A day off, for whatever reason, is a thing of joy! It’s one less day when I have to get up early and go into work. Especially when it’s a floating holiday that tends to be observed on a Monday. What’s not to like about a three-day weekend?
If memory serves “hard” scientists can be just as pig headed. Recent examples like the proving out of Heliobacter, prions etc, where many hard scientists took it on close minded faith in the existing paradigm, that these paradigms shifting discoveries and the theorists promoting them were full of bunk until the evidence became unassailable. Willfull, stubborn ignorance is hardly the exclusive reserve of the softer sciences.
I remember hearing all about the happy pilgrims and the friendly indians when I was in grade school. When my son had the same lessons last year, he came home literally in tears because of all the horrible things the pilgrims did to the Indians (genocide, scalping, smallpox, etc.). He was actually made to feel guilty for being a white male - at 10 years old!
Now, being no scholar of the history of early European settlement of North America, I don’t really know what to tell him, except that I’m guessing the truth lies somewhere between the two versions.
Also last year, we went to a historical site in Nag’s Head, North Carolina, home of some lost colony. We were told that there was a short movie depicting the early settlers - told from the point of view of the Native American’s from the area. I was really excited, until WhyBoy sighed and moaned, “It’s ALWAYS told from their point of view!” Gave me quite a perspective shift to realize that the schools and museums may have gone too far in the other direction.
Nah, it’s the book. He spends the whole book debunking a half dozen things–what a snooze! And he is annoyingly liberal, and I’m speaking as a liberal. Nope, a better writer could do a page or two on each untruth we were taught either in school or real life and have enough material for a whole series.
I think i was lucky, because when I attended school, some of the myths I was told in grades K-5 were starting to get debunked in 6th grade, and a LOT of debunking happened in junioh high and high school.
Oh, and I never had Columbus Day off until I went to college. I’m not sure if it was a statewide thing, or just my community. (FTR, I went to school in VT, and college in NY)
This always boils my blood. There are so many sites that do this: Abe Lincoln’s log cabin springs immediately to mind. Not too far from my home is a fort. If you didn’t pay close enough attention, you’d believe that this was the original fort from the late 1700s. But no, it’s a recreation of a completely vanished fort which was actually miles from the cite on which the replica stands.
At the museum in which I work, the docents (or tour guides, if you prefer) take their responsibilities very seriously. We spend hours in research every week and are constantly updating our tour narration to cover any new discoveries or correct discrepancies.
What’s frustrating to me is when school groups come in, and I overhear the teacher telling his/her students something that is completely incorrect. Then I have the dillema: do I call the teacher aside and let them know they were wrong, hoping they will tell the students they were mistaken, or do I say, “Well, actually, kids, this is what happened . . . .”

> _Work instructions_
According to the comment thread above, where is the historical site with the short movie told from the Native Americans' point of view?

[Stored data]
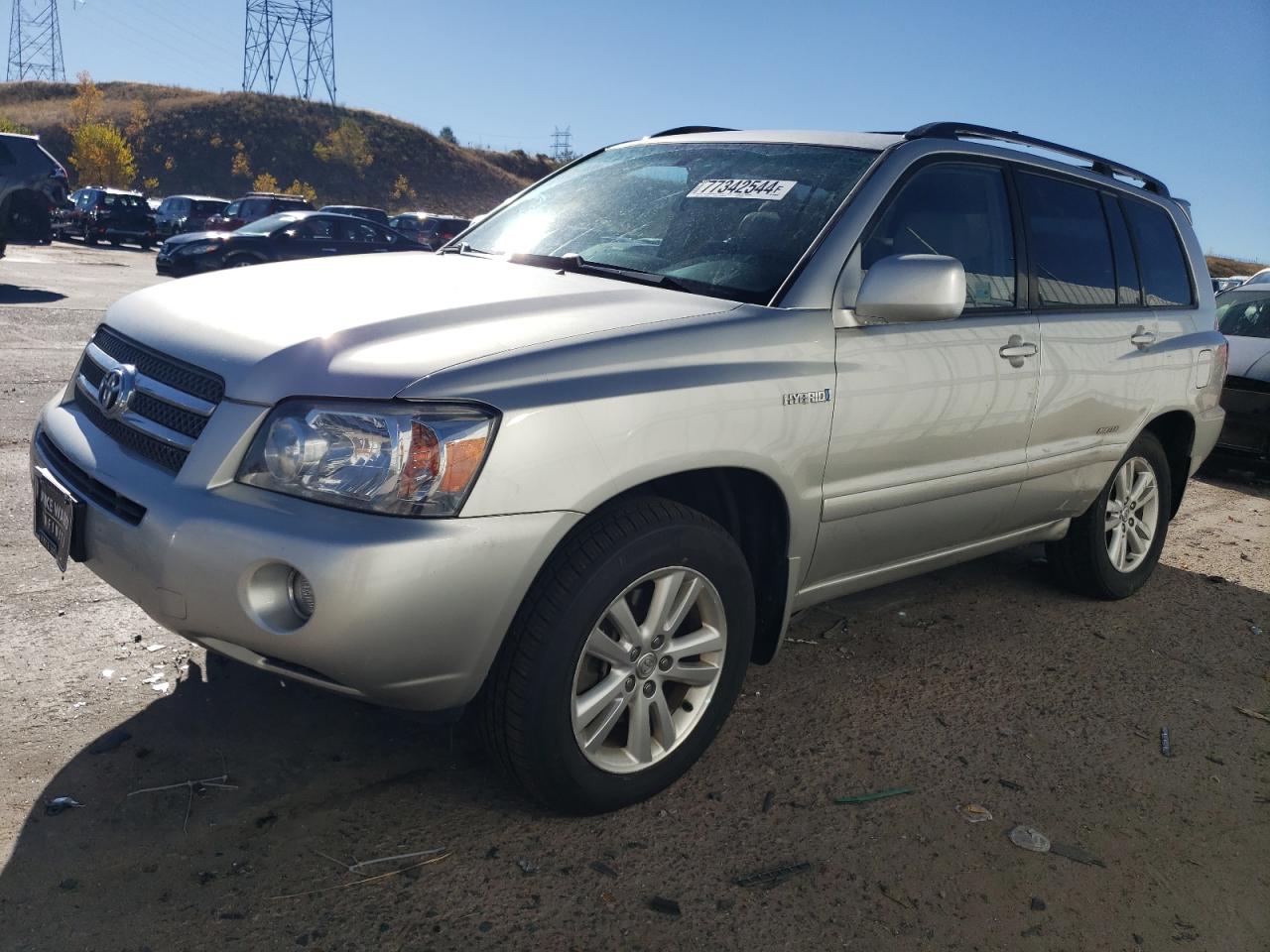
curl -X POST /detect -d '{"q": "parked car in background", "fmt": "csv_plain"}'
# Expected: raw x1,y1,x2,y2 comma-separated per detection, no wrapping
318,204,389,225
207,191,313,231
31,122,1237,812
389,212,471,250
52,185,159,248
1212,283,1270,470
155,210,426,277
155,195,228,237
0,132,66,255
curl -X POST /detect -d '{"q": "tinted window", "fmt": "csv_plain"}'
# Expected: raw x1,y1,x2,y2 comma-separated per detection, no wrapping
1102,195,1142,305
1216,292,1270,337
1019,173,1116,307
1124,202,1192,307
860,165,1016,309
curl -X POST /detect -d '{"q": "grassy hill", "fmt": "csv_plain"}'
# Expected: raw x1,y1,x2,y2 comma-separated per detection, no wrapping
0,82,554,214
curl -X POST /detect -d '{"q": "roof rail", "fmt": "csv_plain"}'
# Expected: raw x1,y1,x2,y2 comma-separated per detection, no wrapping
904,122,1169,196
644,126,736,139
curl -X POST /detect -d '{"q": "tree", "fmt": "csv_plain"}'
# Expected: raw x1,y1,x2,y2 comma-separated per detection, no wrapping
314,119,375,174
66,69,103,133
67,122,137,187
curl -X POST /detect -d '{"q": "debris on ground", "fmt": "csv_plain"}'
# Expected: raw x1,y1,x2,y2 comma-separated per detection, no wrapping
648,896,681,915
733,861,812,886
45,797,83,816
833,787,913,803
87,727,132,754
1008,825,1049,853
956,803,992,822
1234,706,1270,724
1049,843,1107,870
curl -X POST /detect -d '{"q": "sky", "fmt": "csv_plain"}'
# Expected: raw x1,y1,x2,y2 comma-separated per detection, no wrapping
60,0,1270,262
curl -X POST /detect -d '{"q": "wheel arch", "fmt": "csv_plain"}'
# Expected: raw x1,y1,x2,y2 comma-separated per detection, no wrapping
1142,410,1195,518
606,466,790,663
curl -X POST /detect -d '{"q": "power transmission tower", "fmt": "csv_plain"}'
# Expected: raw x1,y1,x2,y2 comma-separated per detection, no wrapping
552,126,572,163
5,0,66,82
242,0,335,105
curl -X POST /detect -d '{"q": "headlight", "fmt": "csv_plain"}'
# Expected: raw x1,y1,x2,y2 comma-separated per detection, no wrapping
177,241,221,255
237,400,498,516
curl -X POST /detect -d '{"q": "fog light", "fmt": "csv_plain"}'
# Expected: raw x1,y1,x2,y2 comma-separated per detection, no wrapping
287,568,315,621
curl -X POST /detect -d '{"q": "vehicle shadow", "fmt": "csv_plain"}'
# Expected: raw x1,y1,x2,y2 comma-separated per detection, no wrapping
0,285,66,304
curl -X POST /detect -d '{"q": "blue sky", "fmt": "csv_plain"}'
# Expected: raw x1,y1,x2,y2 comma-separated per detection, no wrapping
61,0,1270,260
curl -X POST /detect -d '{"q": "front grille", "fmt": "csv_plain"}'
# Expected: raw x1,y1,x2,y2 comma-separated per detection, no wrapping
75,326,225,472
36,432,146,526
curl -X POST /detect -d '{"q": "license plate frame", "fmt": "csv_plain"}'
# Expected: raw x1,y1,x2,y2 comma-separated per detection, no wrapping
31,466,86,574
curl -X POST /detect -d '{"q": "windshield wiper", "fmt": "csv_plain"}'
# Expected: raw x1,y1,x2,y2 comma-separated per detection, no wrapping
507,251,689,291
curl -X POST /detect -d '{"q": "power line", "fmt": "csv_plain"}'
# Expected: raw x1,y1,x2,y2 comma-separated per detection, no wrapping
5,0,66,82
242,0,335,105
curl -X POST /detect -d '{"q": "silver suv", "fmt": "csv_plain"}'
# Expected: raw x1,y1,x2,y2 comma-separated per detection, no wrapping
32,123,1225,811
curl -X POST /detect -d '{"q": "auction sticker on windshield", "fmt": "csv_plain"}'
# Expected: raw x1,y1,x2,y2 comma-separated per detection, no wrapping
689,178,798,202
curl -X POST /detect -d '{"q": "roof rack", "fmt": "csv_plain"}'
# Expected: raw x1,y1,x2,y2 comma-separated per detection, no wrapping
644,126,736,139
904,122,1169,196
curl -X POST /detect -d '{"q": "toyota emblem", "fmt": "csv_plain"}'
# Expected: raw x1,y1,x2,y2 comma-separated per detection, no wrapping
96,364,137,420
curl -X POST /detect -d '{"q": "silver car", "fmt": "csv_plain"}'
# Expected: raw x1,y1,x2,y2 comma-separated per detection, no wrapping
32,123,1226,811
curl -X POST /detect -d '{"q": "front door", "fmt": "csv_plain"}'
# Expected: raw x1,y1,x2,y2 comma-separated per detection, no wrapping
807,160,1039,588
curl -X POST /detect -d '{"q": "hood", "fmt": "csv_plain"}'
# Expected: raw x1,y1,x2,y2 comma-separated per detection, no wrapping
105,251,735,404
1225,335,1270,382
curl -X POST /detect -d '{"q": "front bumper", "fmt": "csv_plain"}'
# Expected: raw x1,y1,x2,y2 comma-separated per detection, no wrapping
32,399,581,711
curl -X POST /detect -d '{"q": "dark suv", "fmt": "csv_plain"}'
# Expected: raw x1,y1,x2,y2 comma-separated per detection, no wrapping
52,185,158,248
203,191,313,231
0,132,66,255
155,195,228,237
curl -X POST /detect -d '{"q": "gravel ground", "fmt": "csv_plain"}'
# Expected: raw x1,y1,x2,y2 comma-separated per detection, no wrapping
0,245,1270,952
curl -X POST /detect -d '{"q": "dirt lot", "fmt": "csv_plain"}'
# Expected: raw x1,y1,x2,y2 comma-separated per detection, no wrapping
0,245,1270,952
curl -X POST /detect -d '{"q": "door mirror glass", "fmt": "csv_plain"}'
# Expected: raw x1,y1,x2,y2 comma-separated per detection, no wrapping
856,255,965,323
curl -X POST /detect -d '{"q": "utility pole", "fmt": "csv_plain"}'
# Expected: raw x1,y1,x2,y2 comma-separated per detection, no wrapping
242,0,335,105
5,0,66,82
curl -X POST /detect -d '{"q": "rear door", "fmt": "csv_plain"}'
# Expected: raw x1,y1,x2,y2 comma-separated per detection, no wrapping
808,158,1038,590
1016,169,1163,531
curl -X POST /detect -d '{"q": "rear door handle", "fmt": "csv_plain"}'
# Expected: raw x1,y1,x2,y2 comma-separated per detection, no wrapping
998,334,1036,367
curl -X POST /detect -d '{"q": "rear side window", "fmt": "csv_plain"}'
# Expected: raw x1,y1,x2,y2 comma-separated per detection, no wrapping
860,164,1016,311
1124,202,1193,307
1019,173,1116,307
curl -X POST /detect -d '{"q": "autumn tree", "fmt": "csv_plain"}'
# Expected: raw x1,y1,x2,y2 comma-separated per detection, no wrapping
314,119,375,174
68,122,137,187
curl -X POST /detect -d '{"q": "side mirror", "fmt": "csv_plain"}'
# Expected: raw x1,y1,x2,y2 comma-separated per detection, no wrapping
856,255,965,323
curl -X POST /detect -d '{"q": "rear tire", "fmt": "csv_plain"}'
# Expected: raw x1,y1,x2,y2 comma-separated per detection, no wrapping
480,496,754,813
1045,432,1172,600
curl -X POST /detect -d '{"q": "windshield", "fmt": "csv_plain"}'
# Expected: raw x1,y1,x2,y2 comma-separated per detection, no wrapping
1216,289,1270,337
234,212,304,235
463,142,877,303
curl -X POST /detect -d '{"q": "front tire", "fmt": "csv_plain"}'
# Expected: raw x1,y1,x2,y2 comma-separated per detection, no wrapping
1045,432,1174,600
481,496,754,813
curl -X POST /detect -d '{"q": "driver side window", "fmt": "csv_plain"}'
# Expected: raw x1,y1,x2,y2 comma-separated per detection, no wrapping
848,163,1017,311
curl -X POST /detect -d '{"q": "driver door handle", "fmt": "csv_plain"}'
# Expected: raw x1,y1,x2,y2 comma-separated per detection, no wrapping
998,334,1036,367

--

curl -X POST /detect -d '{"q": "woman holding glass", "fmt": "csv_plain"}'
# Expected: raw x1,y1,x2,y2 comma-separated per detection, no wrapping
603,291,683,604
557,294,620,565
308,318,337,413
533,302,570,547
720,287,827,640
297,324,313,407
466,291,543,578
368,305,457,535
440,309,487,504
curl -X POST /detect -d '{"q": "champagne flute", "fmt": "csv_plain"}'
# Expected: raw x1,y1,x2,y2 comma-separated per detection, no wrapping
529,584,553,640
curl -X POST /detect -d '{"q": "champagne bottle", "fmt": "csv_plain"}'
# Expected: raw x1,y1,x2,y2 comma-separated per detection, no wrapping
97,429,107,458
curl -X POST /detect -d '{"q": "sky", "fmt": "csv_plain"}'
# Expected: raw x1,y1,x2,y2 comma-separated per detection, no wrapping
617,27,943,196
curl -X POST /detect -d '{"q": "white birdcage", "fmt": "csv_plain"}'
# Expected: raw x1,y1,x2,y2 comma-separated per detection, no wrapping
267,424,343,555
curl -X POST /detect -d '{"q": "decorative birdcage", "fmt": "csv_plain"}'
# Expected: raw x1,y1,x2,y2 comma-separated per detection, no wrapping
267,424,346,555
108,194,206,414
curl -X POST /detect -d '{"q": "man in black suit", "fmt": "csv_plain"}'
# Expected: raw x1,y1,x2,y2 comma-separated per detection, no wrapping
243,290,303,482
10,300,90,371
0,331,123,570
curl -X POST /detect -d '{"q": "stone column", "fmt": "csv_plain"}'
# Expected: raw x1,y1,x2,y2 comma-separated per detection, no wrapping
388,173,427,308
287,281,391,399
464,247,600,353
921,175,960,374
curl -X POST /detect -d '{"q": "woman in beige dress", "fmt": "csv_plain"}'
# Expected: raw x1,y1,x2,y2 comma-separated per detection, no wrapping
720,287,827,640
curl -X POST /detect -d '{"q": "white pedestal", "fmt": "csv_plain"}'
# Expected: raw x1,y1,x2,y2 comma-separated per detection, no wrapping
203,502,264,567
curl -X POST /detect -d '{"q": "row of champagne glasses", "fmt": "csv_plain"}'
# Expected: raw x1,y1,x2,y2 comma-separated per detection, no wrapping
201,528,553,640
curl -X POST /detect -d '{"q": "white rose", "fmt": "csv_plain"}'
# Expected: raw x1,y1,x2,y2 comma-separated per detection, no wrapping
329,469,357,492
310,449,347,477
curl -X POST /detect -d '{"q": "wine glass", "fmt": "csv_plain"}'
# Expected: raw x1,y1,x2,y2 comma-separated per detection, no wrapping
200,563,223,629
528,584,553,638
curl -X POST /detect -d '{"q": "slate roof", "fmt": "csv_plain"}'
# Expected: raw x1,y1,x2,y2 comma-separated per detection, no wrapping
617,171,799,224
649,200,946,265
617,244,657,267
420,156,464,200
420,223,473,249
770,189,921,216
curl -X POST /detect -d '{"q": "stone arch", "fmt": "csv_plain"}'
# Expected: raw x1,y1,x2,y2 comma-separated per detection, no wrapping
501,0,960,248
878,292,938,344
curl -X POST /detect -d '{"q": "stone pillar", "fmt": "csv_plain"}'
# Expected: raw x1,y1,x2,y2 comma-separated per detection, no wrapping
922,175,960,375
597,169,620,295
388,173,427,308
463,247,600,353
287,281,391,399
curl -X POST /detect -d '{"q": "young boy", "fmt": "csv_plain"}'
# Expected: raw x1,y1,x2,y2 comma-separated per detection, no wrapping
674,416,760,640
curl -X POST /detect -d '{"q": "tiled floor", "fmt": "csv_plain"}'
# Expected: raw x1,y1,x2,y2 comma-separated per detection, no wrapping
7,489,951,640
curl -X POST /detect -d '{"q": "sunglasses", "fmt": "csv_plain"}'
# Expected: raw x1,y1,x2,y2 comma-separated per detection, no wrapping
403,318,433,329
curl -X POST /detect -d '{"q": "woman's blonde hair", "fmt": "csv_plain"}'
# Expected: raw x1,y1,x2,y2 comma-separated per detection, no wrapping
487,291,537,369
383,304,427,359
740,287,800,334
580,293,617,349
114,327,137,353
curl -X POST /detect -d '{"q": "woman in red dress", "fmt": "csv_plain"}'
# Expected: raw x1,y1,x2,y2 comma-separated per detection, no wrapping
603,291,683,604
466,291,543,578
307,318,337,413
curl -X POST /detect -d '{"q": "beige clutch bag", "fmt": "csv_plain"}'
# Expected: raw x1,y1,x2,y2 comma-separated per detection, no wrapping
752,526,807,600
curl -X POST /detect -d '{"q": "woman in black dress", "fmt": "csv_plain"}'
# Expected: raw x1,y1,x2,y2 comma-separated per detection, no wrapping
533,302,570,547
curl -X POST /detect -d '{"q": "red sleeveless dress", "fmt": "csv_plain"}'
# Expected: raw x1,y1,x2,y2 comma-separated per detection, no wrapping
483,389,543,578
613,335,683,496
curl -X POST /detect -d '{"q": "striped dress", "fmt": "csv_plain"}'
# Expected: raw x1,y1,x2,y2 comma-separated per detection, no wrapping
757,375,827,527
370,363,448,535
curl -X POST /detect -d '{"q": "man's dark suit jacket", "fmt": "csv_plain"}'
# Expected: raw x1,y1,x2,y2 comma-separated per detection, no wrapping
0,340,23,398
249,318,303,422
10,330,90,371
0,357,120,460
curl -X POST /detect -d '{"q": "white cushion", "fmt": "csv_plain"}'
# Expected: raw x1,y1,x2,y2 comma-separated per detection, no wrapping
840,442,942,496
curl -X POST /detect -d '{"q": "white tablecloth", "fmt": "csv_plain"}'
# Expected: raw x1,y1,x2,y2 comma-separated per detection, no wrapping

---

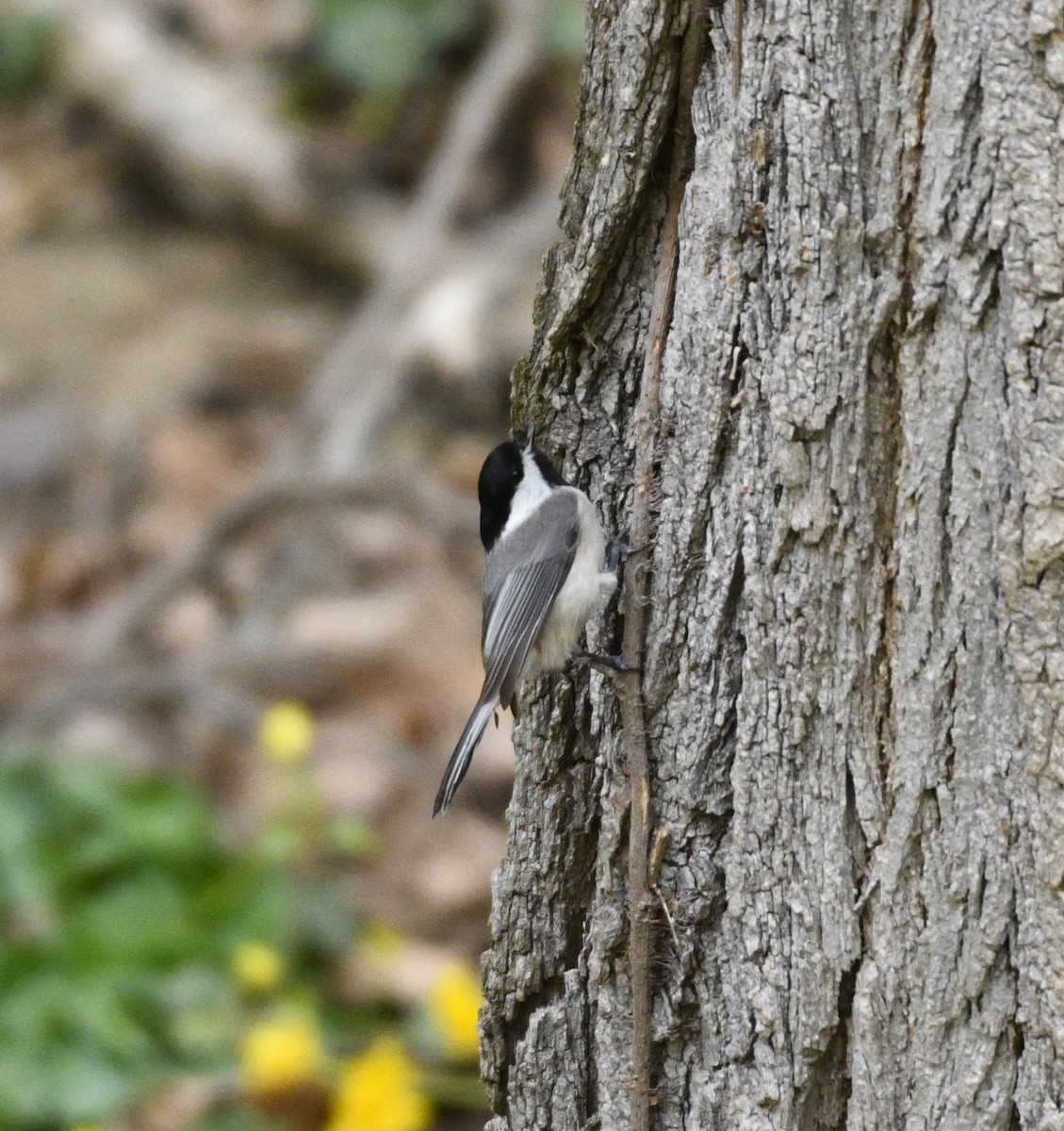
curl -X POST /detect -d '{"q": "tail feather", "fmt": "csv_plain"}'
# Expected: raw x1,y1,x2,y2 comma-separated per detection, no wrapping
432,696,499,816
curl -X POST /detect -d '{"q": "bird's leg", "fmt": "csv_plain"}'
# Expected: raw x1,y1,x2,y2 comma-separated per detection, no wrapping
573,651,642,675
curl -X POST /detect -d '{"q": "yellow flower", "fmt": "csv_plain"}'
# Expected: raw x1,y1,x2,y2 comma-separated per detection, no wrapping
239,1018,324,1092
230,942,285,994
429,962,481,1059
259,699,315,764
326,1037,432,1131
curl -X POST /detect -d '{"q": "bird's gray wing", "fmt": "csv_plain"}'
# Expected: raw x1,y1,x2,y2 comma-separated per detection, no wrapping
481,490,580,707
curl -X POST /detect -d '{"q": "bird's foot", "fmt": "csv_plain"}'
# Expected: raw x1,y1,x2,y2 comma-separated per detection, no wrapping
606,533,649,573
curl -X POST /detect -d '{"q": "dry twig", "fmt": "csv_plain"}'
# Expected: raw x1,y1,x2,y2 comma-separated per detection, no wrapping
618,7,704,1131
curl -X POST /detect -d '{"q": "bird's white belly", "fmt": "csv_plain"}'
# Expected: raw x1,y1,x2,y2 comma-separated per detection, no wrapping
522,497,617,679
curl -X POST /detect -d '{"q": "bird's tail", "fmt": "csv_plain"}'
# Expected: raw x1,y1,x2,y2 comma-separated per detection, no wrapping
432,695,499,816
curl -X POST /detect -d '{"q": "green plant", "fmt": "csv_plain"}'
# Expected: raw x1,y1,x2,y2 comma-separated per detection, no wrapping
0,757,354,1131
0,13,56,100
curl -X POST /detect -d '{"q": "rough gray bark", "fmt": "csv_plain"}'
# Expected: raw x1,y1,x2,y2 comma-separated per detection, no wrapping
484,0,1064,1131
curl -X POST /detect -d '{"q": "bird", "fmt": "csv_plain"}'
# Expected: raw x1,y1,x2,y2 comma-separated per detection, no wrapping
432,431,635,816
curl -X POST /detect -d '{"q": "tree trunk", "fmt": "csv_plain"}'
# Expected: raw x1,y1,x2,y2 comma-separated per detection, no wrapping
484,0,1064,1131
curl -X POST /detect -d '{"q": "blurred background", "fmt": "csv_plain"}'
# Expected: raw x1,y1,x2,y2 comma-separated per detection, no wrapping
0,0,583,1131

> _Exercise output_
Nag's Head, North Carolina.